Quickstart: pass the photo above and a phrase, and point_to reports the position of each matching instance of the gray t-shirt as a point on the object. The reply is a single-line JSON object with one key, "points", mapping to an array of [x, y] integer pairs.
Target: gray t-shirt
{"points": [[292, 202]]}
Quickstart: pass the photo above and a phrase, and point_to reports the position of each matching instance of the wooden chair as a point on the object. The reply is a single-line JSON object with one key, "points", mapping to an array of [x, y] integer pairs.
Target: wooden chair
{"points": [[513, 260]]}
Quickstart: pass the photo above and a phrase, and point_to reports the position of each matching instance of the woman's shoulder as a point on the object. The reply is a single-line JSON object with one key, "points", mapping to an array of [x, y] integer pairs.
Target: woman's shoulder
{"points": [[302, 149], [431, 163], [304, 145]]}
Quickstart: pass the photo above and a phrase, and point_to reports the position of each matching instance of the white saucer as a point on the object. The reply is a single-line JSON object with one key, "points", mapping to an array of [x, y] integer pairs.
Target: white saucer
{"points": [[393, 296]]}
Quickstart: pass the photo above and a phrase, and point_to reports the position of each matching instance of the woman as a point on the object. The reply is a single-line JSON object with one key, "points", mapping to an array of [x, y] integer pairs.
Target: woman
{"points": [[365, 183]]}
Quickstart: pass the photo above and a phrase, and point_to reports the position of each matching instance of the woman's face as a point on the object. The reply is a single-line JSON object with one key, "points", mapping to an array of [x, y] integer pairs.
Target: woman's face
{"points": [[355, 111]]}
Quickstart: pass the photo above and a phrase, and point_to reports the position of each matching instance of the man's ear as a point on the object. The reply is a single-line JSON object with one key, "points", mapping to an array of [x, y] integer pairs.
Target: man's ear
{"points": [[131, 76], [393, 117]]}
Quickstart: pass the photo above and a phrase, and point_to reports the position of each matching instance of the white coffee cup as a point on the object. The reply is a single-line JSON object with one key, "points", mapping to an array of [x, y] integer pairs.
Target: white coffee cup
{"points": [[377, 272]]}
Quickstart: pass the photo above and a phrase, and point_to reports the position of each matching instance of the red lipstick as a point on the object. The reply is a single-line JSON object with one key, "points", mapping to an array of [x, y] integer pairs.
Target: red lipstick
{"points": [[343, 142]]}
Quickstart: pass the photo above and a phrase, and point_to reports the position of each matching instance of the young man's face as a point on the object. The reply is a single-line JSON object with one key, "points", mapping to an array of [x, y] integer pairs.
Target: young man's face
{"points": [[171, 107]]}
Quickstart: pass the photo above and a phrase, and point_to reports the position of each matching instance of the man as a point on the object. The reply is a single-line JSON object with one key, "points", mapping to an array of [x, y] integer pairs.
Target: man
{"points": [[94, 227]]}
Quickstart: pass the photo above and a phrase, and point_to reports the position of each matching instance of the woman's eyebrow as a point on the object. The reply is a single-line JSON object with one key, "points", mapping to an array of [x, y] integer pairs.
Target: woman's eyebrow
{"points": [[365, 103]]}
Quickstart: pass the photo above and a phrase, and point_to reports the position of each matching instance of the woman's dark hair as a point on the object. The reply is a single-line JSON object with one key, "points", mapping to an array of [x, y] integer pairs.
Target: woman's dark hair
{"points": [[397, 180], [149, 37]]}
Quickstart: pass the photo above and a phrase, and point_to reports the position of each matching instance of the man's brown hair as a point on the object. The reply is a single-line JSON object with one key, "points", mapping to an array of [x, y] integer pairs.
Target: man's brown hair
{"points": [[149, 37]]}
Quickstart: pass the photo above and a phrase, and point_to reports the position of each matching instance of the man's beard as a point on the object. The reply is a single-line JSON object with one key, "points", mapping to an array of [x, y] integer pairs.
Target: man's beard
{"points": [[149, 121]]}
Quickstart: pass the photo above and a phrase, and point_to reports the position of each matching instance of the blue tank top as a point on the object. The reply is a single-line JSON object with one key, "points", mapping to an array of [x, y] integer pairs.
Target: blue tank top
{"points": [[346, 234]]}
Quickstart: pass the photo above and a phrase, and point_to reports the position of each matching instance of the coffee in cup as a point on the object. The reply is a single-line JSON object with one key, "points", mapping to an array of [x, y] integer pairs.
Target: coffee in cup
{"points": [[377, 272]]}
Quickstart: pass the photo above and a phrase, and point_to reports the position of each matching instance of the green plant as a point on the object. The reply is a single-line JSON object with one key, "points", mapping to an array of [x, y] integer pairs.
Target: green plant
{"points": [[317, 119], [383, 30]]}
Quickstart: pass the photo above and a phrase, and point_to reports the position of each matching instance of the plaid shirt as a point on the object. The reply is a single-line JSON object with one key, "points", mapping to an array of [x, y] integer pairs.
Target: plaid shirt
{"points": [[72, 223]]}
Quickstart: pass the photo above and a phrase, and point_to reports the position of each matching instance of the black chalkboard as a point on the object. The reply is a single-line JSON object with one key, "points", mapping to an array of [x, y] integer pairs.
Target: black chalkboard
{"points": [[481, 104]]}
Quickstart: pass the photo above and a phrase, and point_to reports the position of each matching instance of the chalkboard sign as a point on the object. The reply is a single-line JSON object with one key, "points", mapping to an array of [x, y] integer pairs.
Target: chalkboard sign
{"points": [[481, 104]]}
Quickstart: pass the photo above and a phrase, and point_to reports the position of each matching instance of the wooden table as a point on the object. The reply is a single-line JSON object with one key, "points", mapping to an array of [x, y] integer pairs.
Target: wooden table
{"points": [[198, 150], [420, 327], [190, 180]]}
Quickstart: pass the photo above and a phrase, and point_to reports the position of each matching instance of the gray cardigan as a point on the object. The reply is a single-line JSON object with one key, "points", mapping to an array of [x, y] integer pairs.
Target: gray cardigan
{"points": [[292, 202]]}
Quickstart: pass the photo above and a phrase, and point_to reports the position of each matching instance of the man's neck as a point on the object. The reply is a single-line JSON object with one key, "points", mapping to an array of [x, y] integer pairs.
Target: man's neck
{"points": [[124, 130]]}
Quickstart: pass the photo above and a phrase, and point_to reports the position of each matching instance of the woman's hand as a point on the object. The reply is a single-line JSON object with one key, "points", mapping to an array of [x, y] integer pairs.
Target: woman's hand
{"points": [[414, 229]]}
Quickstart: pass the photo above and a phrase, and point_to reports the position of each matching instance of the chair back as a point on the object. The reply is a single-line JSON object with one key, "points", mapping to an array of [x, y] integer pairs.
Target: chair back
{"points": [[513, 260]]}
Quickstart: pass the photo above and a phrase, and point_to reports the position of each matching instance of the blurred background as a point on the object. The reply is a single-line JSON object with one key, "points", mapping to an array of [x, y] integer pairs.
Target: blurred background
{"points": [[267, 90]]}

#####

### The request
Render all the records as a numbered list, leaving out any blank lines.

### Task result
1. Quickstart: pass the photo above and a phrase, and point_to reports the position of each matching instance of the gray t-shirt as a point on the object. The reply is a single-line JSON object with one key, "points", mapping to an array of [x, y] integer pairs.
2. Target: gray t-shirt
3. {"points": [[292, 202]]}
4. Quickstart: pass the photo above and a phrase, and point_to reports the position of each matching instance of the wooden chair as a point on the object. The reply is a single-line JSON object with one key, "points", mapping to an array of [x, y] integer pairs.
5. Target: wooden chair
6. {"points": [[513, 260]]}
7. Quickstart: pass the photo above and a phrase, and point_to reports the position of each matching instance of the woman's shoulder as a point on the object. The reply is a single-line JSON object with one key, "points", mapping to an array of [x, y] integer pairs.
8. Target: woman's shoulder
9. {"points": [[302, 149], [431, 163], [304, 145]]}
10. Quickstart: pass the photo above and a phrase, and point_to reports the position of each matching instance of the white saucer as a point on the object. The reply is a single-line JSON object with one key, "points", mapping to an array of [x, y] integer pairs.
11. Target: white saucer
12. {"points": [[393, 296]]}
13. Quickstart: pass the photo above and a phrase, and point_to reports the position of each matching instance of the woman as a point on the object. The reply is a single-line JSON object with one key, "points", mapping to an array of [x, y] integer pairs.
14. Target: woman
15. {"points": [[365, 183]]}
16. Quickstart: pass the photo above and a phrase, and point_to reports the position of each matching instance of the woman's face as a point on the object. The reply is a single-line JSON object with one key, "points", mapping to an array of [x, y] integer pairs.
17. Target: woman's face
18. {"points": [[355, 111]]}
19. Quickstart: pass the photo above and a phrase, and point_to reports the position of each matching instance of the man's ear as a point on the object. The reply is a single-line JSON object with one key, "points", mapping to an array of [x, y] integer pairs.
20. Target: man's ear
21. {"points": [[131, 76], [393, 117]]}
22. Quickstart: pass the photo above and a phrase, and point_to reports the position of each matching instance of the white coffee cup as a point on the object. The reply is a single-line JSON object with one key, "points", mapping to an array of [x, y] integer pairs.
23. Target: white coffee cup
24. {"points": [[377, 272]]}
25. Quickstart: pass the photo above and a phrase, and point_to reports the position of each matching instance of the red lipstick as a point on the object. The reply is a single-line JSON object with one key, "points", mapping to an array of [x, y] integer pairs.
26. Target: red lipstick
27. {"points": [[343, 142]]}
28. Quickstart: pass the photo above and a phrase, and point_to reports the position of each matching instance of the young man's face as a point on the object. The reply is a single-line JSON object with one key, "points", mapping to an array of [x, y] integer pairs.
29. Target: young man's face
30. {"points": [[171, 107]]}
31. Quickstart: pass the photo above and a phrase, and point_to reports the position of each matching instance of the man as a point on the object. The reply is a single-line JSON object with one key, "points", mapping to an array of [x, y] integer pairs.
32. Target: man
33. {"points": [[94, 227]]}
34. Quickstart: pass the photo above and a phrase, and point_to reports the position of each matching instance of the woman's eyebrow as a point on the object. The reply is a single-line JSON object with one key, "points", mapping to an array of [x, y] integer pairs.
35. Target: woman's eyebrow
36. {"points": [[365, 103]]}
37. Quickstart: pass the photo above and a phrase, and point_to reports the position of each matching instance of the woman's dark hair as a point on the object. The reply is a single-line JSON object with one key, "points", mapping to an array of [x, y] integer pairs.
38. Target: woman's dark hair
39. {"points": [[397, 180], [149, 37]]}
40. Quickstart: pass the photo above and a phrase, and point_to reports the position of each matching instance of the man's brown hair as a point on the object. The reply is a single-line JSON object with one key, "points", mapping to an array of [x, y] integer pairs.
41. Target: man's brown hair
42. {"points": [[149, 37]]}
43. Quickstart: pass the photo above and a phrase, and point_to reports the position of each matching instance of the man's beard as a point on the object. The reply is a single-line JSON object with one key, "points", mapping to an array of [x, y] integer pairs.
44. Target: man's beard
45. {"points": [[149, 121]]}
46. Quickstart: pass the photo above and a phrase, and point_to reports the position of each matching instance of the blue tank top as a point on the object. The reply is a single-line JSON object with one key, "points", mapping to an array of [x, y] integer pairs.
47. Target: blue tank top
48. {"points": [[346, 234]]}
49. Quickstart: pass the photo above and a phrase, and point_to reports the position of each matching instance of the coffee in cup as a point on the object. The reply is a single-line JSON object with one key, "points", mapping to an array of [x, y] integer pairs.
50. Target: coffee in cup
51. {"points": [[377, 272]]}
52. Quickstart: pass the photo above and a phrase, and point_to reports the position of each matching instance of the green plant as a point on the object. The reply is a single-line JSON object with one key, "points", mapping to an array of [x, y] integer pairs.
53. Target: green plant
54. {"points": [[317, 119], [383, 30]]}
55. Quickstart: pass the photo above and a phrase, and point_to reports the position of each matching instance of the plaid shirt as a point on the object. The reply is a single-line JSON object with one key, "points", mapping to an array of [x, y] integer pairs.
56. Target: plaid shirt
57. {"points": [[72, 223]]}
58. Quickstart: pass the photo above and a phrase, and point_to reports the position of each matching instance of the black chalkboard as a point on the object. The reply is a single-line JSON object with one key, "points", mapping to an array of [x, y] integer pairs.
59. Target: black chalkboard
60. {"points": [[481, 104]]}
61. Quickstart: pass the photo above and a phrase, and point_to reports the position of each matching instance of the chalkboard sign as a point on the object. The reply is a single-line JSON object with one key, "points", mapping to an array of [x, y] integer pairs.
62. Target: chalkboard sign
63. {"points": [[481, 104]]}
64. Quickstart: pass the photo above and a phrase, and point_to reports the position of each matching instance of the wooden table as a point on the object. The reply is a single-line JSON object with one key, "points", mapping to an array of [x, y] integer pairs.
65. Target: wooden table
66. {"points": [[198, 150], [420, 327], [190, 180]]}
67. Quickstart: pass the photo above and a phrase, and point_to reports the position of each matching instance of the gray cardigan as a point on the object. The reply is a single-line JSON object with one key, "points", mapping to an array of [x, y] integer pairs.
68. Target: gray cardigan
69. {"points": [[292, 202]]}
70. Quickstart: pass the photo above and a phrase, and point_to reports the position of each matching instance of the man's neck as a point on the object. The reply is a single-line JSON object with one key, "points", mapping to an array of [x, y] integer pairs.
71. Target: man's neck
72. {"points": [[124, 130]]}
73. Quickstart: pass the photo above and a phrase, and point_to reports the position of each matching instance of the woman's hand as a point on the object. The reply is a single-line JSON object with one key, "points", mapping to an array of [x, y] integer pairs.
74. Target: woman's hand
75. {"points": [[414, 229]]}
76. Quickstart: pass the photo above and a phrase, and point_to reports the position of each matching instance of the chair back as a point on the object. The reply is a single-line JSON object with one key, "points", mapping to an array of [x, y] integer pairs.
77. Target: chair back
78. {"points": [[513, 260]]}
79. Quickstart: pass the photo above and a phrase, and point_to reports the position of each matching instance of the blurred background as a point on the object. The reply is a single-line JSON object with one key, "points", mapping to an array of [x, y] integer pairs.
80. Target: blurred background
81. {"points": [[267, 90]]}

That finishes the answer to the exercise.